**Work task**
Are you able to retype all the records below exactly?

**Information given**
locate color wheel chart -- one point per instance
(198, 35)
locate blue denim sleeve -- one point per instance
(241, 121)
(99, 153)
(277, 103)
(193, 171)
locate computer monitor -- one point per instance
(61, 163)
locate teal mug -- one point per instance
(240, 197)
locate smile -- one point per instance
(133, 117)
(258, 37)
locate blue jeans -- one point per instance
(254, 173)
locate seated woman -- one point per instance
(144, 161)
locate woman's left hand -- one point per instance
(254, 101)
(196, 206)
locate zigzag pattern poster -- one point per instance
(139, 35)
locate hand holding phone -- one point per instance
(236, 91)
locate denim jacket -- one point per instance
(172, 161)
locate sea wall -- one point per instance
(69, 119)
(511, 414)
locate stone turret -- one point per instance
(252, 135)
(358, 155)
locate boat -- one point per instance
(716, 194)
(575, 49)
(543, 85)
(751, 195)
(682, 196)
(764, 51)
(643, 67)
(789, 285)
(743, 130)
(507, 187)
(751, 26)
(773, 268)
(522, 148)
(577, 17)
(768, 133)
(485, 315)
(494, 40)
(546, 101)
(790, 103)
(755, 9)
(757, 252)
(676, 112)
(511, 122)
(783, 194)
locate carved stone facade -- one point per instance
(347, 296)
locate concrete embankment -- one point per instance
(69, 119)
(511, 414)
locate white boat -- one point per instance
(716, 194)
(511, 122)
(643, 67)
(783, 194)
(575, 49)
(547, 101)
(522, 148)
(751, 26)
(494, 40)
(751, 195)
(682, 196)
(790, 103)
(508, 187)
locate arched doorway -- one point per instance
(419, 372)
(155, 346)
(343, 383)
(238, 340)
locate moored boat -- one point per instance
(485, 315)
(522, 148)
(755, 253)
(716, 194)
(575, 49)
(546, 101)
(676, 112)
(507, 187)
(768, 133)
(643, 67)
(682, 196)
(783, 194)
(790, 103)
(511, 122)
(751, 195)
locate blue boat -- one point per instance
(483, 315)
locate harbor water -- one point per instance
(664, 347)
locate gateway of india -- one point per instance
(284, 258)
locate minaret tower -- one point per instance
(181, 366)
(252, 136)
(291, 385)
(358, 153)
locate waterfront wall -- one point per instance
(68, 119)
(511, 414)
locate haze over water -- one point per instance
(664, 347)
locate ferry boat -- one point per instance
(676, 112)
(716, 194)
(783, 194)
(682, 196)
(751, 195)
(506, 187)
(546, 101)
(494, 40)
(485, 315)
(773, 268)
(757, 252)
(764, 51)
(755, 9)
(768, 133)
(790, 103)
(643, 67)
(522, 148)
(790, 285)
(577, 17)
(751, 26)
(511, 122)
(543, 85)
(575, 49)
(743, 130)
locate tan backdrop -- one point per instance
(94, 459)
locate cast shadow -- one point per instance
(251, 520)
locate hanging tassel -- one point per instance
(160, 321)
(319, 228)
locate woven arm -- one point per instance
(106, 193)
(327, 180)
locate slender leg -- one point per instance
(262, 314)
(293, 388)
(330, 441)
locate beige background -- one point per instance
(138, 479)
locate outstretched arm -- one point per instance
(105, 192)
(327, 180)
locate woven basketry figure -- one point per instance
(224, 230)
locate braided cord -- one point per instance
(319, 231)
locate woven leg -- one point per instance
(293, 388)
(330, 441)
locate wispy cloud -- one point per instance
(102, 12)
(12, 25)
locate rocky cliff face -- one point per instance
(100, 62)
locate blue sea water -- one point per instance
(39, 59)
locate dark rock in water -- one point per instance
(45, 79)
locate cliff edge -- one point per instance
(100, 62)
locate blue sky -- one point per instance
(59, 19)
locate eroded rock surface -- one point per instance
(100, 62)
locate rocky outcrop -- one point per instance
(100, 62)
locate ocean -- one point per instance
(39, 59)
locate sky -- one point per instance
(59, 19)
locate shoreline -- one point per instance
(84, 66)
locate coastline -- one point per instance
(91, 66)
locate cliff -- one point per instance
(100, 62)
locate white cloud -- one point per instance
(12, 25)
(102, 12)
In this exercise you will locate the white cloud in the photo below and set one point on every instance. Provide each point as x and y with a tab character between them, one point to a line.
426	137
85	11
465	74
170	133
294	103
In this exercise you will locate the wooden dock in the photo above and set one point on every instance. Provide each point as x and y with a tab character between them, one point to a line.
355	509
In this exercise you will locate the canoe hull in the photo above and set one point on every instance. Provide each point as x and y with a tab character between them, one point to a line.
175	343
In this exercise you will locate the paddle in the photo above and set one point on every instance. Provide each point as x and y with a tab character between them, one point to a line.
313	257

**Task answer**
locate color wheel chart -- one point per instance
(198, 35)
locate blue denim sleeve -- one point per instance
(241, 121)
(99, 153)
(277, 103)
(193, 171)
locate computer monitor -- one point per instance
(61, 163)
locate teal mug -- one point per instance
(240, 197)
locate smile -- one point per instance
(133, 117)
(258, 37)
locate blue jeans -- one point per instance
(254, 173)
locate seated woman -- one point per instance
(144, 161)
locate woman's left hand -- one point per instance
(254, 101)
(196, 206)
locate zigzag pattern poster -- one point per instance
(139, 35)
locate hand holding phone -- one point per instance
(236, 91)
locate denim jacket -- one point per instance
(172, 161)
locate sea wall -- one point per instance
(69, 119)
(511, 414)
locate stone turret -- one point per instance
(252, 135)
(358, 155)
locate boat -- one point per instance
(716, 194)
(575, 49)
(543, 85)
(751, 195)
(682, 196)
(764, 51)
(643, 67)
(789, 285)
(743, 130)
(507, 187)
(751, 26)
(773, 268)
(522, 148)
(577, 17)
(768, 133)
(485, 315)
(494, 40)
(546, 101)
(790, 103)
(755, 9)
(757, 252)
(676, 112)
(511, 122)
(783, 194)
locate carved stone facade -- one point per instance
(347, 296)
locate concrete embankment -- one point per instance
(69, 119)
(511, 414)
locate white boat -- one point per instance
(716, 194)
(511, 122)
(643, 67)
(783, 194)
(575, 49)
(547, 101)
(522, 148)
(751, 26)
(494, 40)
(751, 195)
(682, 196)
(790, 103)
(508, 187)
locate arched doorway -- one point per instance
(419, 372)
(155, 346)
(343, 383)
(238, 340)
locate moored boat -- one point per instance
(485, 315)
(522, 148)
(755, 253)
(716, 194)
(575, 49)
(546, 101)
(676, 112)
(507, 187)
(768, 133)
(643, 67)
(682, 196)
(783, 194)
(790, 103)
(511, 122)
(751, 195)
locate blue boat -- one point per instance
(483, 315)
locate harbor water -- one point per instance
(664, 347)
locate gateway of india -- one point per instance
(284, 258)
locate minaret tower -- one point per instance
(181, 366)
(252, 136)
(291, 385)
(358, 153)
locate waterfront wall -- one point per instance
(68, 119)
(511, 414)
locate haze over water -- one point per instance
(664, 347)
locate ferry boat -- one point per instance
(676, 112)
(716, 194)
(783, 194)
(682, 196)
(751, 195)
(506, 187)
(546, 101)
(494, 40)
(485, 315)
(773, 268)
(757, 252)
(764, 51)
(755, 9)
(768, 133)
(790, 103)
(643, 67)
(522, 148)
(790, 285)
(577, 17)
(751, 26)
(511, 122)
(543, 85)
(575, 49)
(743, 130)
locate tan backdrop -- one point per instance
(94, 459)
locate cast shadow -- one point per instance
(251, 520)
locate hanging tassel -- one point per instance
(160, 321)
(319, 228)
locate woven arm -- one point per instance
(106, 193)
(327, 180)
locate slender leg -- one point per instance
(262, 314)
(293, 388)
(330, 441)
locate beige background -- one point per instance
(138, 479)
locate outstretched arm -- one point per instance
(105, 192)
(327, 180)
locate woven basketry figure -- one point per instance
(224, 230)
locate braided cord -- one point per instance
(319, 231)
locate woven leg -- one point per instance
(293, 388)
(330, 441)
locate wispy cloud -- one point per instance
(102, 12)
(12, 25)
locate rocky cliff face -- one point per instance
(100, 62)
locate blue sea water -- one point per instance
(39, 59)
locate dark rock in water -- one point per instance
(45, 79)
locate cliff edge -- one point per instance
(100, 62)
locate blue sky -- one point per instance
(59, 19)
locate eroded rock surface -- one point per instance
(100, 62)
locate rocky outcrop -- one point per instance
(100, 62)
locate ocean -- one point per instance
(39, 59)
locate sky -- one point per instance
(59, 19)
locate shoreline -- one point per instance
(84, 66)
locate coastline -- one point per instance
(91, 66)
locate cliff -- one point per instance
(100, 62)
locate white cloud -- one point per instance
(12, 25)
(102, 12)
In this exercise you will locate the white cloud in the photo below and set one point on every instance. Provide each point as x and y with a tab character between them, one point to a line.
426	137
85	11
465	74
170	133
294	103
In this exercise you will locate the wooden dock in the photo above and set one point on every instance. Provide each point as x and y with a tab character between them, one point to a line.
355	509
In this exercise you will locate the canoe hull in the photo above and set one point on every instance. Provide each point as x and y with a tab character between them, one point to a line.
175	343
In this exercise you will locate the paddle in the photo above and set one point on every instance. Provide each point as x and y with a tab character between them, one point to a line.
313	257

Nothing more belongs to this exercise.